作業内容:
1 > 議事録のうち、「議題:既に公開された、法制審」から「として今回扱うのはここまで。」までのすべてを、一字も変えずに返すこと。
2 > 議事録によれば、この会議はどこで開かれたか。

本文:

第5回 手づくり法制審議会議事録(12月分)

日時:2021年12月11日(土)15:00~17:00

場所:東京都文京区全労会館 3階会議室

パネリスト:

[ゲスト]古賀礼子弁護士

司会 宗像充

松村直人/加茂大治

配信 佐藤創/羽田ゆきまさ

書記 大山直美

内容:前半「やりなおし!法制審」動画配信15:10~16:00

後半 参加者と議論、勧告策定

議題:既に公開された、法制審議会家族法制部会第7回会議 議事録をもとに、市民レベルで検証する。

松村氏による論点の提示と見解

1)法制審議会とは法務省が設置する、法律の立法や答申の役割が与えられた重要な会議である。

2)12月11日現在、第9回まで開催されたが、公開された議事録は第7回までなので、当団体として今回扱うのはここまで。

3)相変わらず社会として「家族をどのようにデザインするか」の議論をしないので法制審の答申は作れない。

セグメンテーションデータ
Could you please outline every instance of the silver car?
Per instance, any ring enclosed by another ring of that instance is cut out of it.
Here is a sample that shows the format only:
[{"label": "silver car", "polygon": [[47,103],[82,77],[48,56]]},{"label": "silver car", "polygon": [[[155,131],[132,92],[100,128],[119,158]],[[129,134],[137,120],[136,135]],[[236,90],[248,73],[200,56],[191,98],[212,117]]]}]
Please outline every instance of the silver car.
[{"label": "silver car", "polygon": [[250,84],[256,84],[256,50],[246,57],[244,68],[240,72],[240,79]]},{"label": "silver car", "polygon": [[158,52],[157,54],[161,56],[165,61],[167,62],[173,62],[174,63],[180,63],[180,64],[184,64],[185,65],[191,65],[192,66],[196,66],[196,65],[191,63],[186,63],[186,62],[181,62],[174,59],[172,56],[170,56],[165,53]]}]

回答:
1 >
議題:既に公開された、法制審議会家族法制部会第7回会議 議事録をもとに、市民レベルで検証する。

松村氏による論点の提示と見解

1)法制審議会とは法務省が設置する、法律の立法や答申の役割が与えられた重要な会議である。

2)12月11日現在、第9回まで開催されたが、公開された議事録は第7回までなので、当団体として今回扱うのはここまで。

2 > 東京都文京区全労会館の3階会議室で開かれた。